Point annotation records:

────────────────────────────────────────

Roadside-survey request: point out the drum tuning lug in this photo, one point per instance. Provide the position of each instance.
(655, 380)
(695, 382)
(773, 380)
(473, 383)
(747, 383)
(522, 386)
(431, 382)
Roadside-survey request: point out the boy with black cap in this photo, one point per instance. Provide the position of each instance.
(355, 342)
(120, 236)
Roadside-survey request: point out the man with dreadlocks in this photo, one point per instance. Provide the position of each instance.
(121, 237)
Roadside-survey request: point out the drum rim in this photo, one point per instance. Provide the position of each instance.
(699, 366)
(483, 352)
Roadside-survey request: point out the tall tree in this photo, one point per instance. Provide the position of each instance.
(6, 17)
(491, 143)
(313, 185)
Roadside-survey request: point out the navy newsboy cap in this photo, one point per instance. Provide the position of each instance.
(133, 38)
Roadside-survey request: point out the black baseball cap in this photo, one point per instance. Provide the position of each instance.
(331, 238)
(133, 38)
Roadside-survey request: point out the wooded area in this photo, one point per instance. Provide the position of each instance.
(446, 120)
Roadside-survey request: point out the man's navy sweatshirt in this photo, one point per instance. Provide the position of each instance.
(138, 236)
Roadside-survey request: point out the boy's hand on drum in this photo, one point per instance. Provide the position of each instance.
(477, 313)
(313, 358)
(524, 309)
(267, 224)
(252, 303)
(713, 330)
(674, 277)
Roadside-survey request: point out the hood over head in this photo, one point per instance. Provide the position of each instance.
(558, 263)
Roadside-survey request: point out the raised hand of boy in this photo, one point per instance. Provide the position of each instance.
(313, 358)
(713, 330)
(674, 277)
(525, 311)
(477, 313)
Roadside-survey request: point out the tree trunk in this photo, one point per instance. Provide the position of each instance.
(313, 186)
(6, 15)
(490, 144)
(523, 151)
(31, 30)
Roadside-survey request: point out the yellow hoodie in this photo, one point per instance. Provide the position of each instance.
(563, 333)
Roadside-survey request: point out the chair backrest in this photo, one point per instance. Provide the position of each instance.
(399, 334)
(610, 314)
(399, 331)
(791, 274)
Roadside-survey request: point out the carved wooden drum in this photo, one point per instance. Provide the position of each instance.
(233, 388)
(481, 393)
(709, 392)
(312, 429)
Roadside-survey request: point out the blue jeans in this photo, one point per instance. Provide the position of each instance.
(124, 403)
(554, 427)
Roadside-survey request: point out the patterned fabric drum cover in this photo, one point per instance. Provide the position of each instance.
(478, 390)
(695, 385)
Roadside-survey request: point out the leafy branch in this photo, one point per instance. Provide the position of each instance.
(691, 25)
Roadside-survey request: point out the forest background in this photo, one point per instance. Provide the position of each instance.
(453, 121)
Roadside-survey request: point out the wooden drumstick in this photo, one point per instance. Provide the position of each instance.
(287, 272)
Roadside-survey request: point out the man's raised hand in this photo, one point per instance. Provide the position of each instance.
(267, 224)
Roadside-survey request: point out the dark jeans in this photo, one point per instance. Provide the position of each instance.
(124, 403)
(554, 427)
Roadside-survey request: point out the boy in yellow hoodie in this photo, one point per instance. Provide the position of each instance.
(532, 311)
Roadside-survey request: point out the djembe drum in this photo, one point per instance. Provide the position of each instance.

────────────────────────────────────────

• _Task details_: Return each line of the records above exactly as it reads.

• _Full answer_:
Roadside-survey request: point out the drum tuning lug in this photo, one point per instance. Provide the position of each instance.
(655, 380)
(695, 382)
(773, 380)
(473, 383)
(747, 383)
(522, 386)
(431, 382)
Roadside-survey request: point out the boy with black cap in this photo, one point per instance. Provide the position of each instance.
(355, 342)
(120, 236)
Roadside-survey request: point out the man with dreadlocks in this photo, one point per instance. Provide the position of each instance.
(121, 237)
Roadside-survey request: point out the drum rim in this photo, one point per instance. Provide the position of each instance.
(699, 366)
(483, 352)
Roadside-survey request: point out the tall tree in this photo, one point per instance. Provide the position of each instance.
(6, 17)
(491, 143)
(313, 185)
Roadside-survey request: point out the navy newsboy cap in this photo, one point per instance. Provide the position of each instance.
(133, 38)
Roadside-survey request: point out the black baseball cap in this photo, one point per instance. Provide the position of each instance.
(331, 238)
(133, 38)
Roadside-survey request: point out the wooded area in this photo, one point per instance. Provide the position of each instance.
(446, 120)
Roadside-survey request: point out the man's navy sweatshirt in this photo, one point per instance. Provide the position of each instance.
(138, 236)
Roadside-survey request: point out the boy's hand on drum in this photo, one point per instance. Provide the position of each instance.
(477, 313)
(313, 358)
(524, 309)
(267, 224)
(252, 303)
(713, 330)
(674, 277)
Roadside-survey request: point out the hood over head in this photo, one point per instance. Provide the position of each instance.
(558, 263)
Roadside-survey request: point out the raised hand of boy in this photo, one point per instance. Provide the position of each instance.
(313, 358)
(713, 330)
(674, 277)
(525, 311)
(477, 313)
Roadside-survey request: point out the tree trunk in this photo, one point per instance. Provide the position of each instance.
(313, 186)
(6, 15)
(490, 144)
(523, 151)
(31, 30)
Roadside-survey request: point out the yellow hoodie in this photo, one point per instance. Provide the position of each instance.
(563, 333)
Roadside-survey request: point out the chair backrest in this photo, one point per instance. Provide the position of each instance.
(399, 334)
(610, 314)
(399, 331)
(791, 274)
Roadside-survey request: point out the carved wooden drum in this photo, one point per instance. Provide the position of each instance.
(233, 388)
(481, 393)
(709, 392)
(312, 429)
Roadside-survey request: point out the blue jeans in this photo, one point per instance. Provide the position of each instance.
(124, 403)
(554, 427)
Roadside-survey request: point out the patterned fabric drum cover in this photo, one point per instance. Provide the position of each instance.
(478, 390)
(695, 385)
Roadside-survey request: point out the leafy branch in this photo, one point per instance. Provide the position of each instance.
(691, 25)
Roadside-survey request: point out the forest background in this photo, one point per instance. Provide the position of each instance.
(453, 121)
Roadside-survey request: point out the wooden drumstick in this photo, one point per instance. Provide the position of each instance.
(287, 272)
Roadside-survey request: point out the man's raised hand in this photo, one point per instance. Provide the position of each instance.
(267, 224)
Roadside-survey request: point out the dark jeans in this photo, one point per instance. Provide the position of each instance.
(124, 403)
(554, 427)
Roadside-survey request: point out the boy in yellow hoodie in this photo, one point per instance. Provide the position of each instance.
(532, 311)
Roadside-survey request: point out the djembe drum in this photo, one point per instance. Provide the position of each instance.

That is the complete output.